# [Text passage]
Graphs: Comparing R, Excel, Tableau, SPSS, Matlab, JS, Python, and SAS

9

Are you a visualization & graphing expert? Can you identify which tool (R, Excel, Tableau, SPSS, Matlab, JS, Python, or SAS) was used to create each of these graphs? No cheating!

I recently read Tim Matteson's blog where he presented 18 graphs, and had his readers try to guess which software was used to create each of them. I thought it was an interesting exercise, but I was a little disappointed in the graphs. My buddy Paul Kent said I should create my own new/improved version of each graph, and I thought that sounded like a splendid idea! Be sure to click the link above to see the original versions, so you can better appreciate the improvements.

Can you determine which software I used to create each of my improved versions? (leave your guesses in the comments section)

Chart 1

The biggest problem in the original graph, was that the colors and order of the bar segments didn't make sense - seems like they should be bad-to-good, but the original graph had them in alphabetical order. Also, the Xnn labels along the left-side axis were cluttered and difficult to read. In my version I spaced the labels out more, and also left-aligned them so the 'X's lined up and made them easier to read.

likert

Chart 2

In the original chart, having a colored area behind the questions made it look (at first glance) like those were bars, therefore I didn't color that area in my graph. I was a bit confused by the numbers to the left and right of the bars in the original, therefore in my version I color-coded these numbers so the user would know at-a-glance that the left number represented 'disagree' and the right number represented 'agree'. In survey data like this, I think it's important to be able to see whether over 50% of the respondents agree or disagree, so I added a reference line at 50%.

book_survey

Chart 3

In the original chart, they had the axis labels along both the left and bottom, showing each label twice. In my plot, I placed the label along the diagonal boxes, allowing me to only show each label once (and also eliminating the sideways labels along the left axis). I used transparent plot markers, so you can see where markers are stacking. I also use a different color marker from the axes and text, so the markers stand out more.

crime_rate

Chart 4

The original chart used so many grid lines that I found it difficult to follow a line to the axis. I used years rather than months along the x-axis, because that seemed easier to understand for such a long time period (quick - how many years is 70 months!?! see what I mean!)

recession_job_losses

Chart 5

For this one, I left it pretty much as-is, except I placed the labels inside the longer bars (rather than outside), thereby making more room for the bars. I also explain what 'cola' is in the title, since it's an acronym most people probably aren't familiar with - wouldn't want people thinking this was a graph about soft drinks!

cola

Chart 6

For this chart, I didn't have the original data, so I decided to go with some data that was similar, but less dense. I'm not sure what the original chart was trying to show, but I can't imagine it was doing a very good job of it (looked like a cluttered mess of points & lines to me).

points_lines_3d

Chart 7

In the original chart, I don't think the circles showed up very well against the black background - therefore I didn't put any circles on my version (if you want to see a black map with circles, have a look at my map with animated circles). Be sure to click on this one, to see the full size map (to get the full effect)!

# [Directives]
a) From the post on improving graphs, quote the passage starting at "The original chart used" and ending at "what I mean!)".
b) Turn the paragraph in the post on improving graphs that begins "In the original chart, they had the axis labels" into a short bulleted list of the changes it describes.
c) In the post on improving graphs, what unit does Chart 4 use along the x-axis in place of months?

# [Data lines]
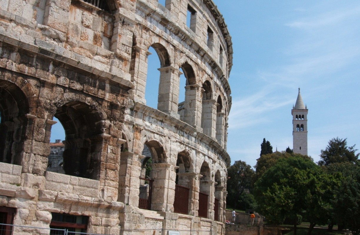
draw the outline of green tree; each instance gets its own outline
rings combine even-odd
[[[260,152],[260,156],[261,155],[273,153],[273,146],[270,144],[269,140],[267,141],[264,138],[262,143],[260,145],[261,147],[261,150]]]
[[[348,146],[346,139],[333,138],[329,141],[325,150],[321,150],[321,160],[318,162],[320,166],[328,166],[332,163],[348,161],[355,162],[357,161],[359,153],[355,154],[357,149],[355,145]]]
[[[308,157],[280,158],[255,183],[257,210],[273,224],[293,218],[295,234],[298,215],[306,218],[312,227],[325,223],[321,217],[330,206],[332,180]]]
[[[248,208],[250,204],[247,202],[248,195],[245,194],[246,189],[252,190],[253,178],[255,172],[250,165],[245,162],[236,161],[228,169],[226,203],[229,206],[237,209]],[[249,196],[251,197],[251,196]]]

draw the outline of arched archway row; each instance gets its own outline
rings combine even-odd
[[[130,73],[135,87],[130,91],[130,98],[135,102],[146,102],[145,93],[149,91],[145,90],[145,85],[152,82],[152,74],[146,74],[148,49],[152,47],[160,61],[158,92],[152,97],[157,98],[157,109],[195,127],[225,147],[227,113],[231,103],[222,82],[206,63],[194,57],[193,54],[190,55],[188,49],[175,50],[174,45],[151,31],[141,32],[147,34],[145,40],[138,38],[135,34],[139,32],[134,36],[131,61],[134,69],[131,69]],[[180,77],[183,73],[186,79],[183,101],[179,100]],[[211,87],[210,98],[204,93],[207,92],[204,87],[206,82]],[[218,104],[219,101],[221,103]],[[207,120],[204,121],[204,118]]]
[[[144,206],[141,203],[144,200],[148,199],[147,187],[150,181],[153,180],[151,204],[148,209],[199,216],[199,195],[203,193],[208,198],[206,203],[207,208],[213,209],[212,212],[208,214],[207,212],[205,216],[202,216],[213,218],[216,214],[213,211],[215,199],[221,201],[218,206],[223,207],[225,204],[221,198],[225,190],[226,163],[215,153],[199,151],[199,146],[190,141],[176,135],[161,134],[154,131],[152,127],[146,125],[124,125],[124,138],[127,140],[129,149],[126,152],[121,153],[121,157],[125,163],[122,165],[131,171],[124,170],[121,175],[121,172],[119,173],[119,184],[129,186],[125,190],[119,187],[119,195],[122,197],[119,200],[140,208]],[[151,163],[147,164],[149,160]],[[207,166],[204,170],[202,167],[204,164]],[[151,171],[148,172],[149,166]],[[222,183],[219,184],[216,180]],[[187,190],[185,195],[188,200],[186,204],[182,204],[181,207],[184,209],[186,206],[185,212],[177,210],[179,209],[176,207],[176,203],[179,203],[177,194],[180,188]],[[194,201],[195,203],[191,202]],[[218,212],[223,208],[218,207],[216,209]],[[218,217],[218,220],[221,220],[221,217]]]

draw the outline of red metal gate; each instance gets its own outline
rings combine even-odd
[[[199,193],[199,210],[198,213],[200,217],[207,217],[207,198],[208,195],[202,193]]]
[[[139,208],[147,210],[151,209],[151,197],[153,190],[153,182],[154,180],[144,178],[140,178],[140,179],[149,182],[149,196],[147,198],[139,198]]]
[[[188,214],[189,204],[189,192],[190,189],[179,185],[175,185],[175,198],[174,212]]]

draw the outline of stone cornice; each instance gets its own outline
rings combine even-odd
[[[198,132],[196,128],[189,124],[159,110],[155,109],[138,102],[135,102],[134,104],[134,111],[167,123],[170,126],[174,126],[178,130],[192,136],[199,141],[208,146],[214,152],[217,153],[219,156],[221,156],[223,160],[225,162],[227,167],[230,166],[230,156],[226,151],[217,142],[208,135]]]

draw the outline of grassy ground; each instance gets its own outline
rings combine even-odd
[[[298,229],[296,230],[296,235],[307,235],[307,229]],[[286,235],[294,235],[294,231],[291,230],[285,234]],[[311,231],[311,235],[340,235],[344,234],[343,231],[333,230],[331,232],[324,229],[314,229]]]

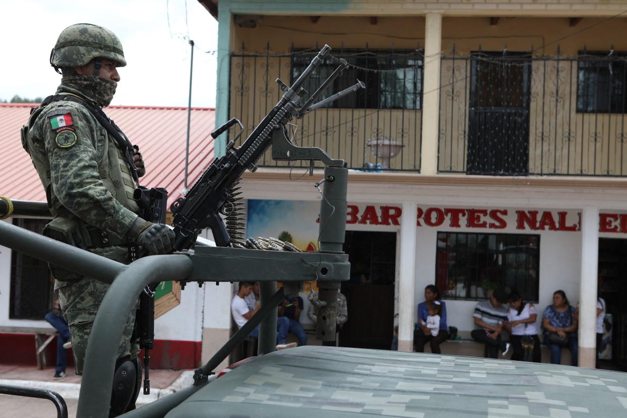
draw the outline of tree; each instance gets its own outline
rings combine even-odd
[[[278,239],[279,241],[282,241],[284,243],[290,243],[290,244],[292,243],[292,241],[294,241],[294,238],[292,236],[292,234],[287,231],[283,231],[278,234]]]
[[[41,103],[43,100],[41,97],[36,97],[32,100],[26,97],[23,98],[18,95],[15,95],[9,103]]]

# [Per-task answers]
a)
The original chart used so many grid lines that I found it difficult to follow a line to the axis. I used years rather than months along the x-axis, because that seemed easier to understand for such a long time period (quick - how many years is 70 months!?! see what I mean!)

b)
- The original chart showed each axis label twice, along both the left and bottom axes.
- The new version places the labels along the diagonal boxes, so each appears only once and there are no sideways labels on the left axis.
- Transparent plot markers show where markers stack.
- The markers are a different color from the axes and text, so they stand out more.

c) Years.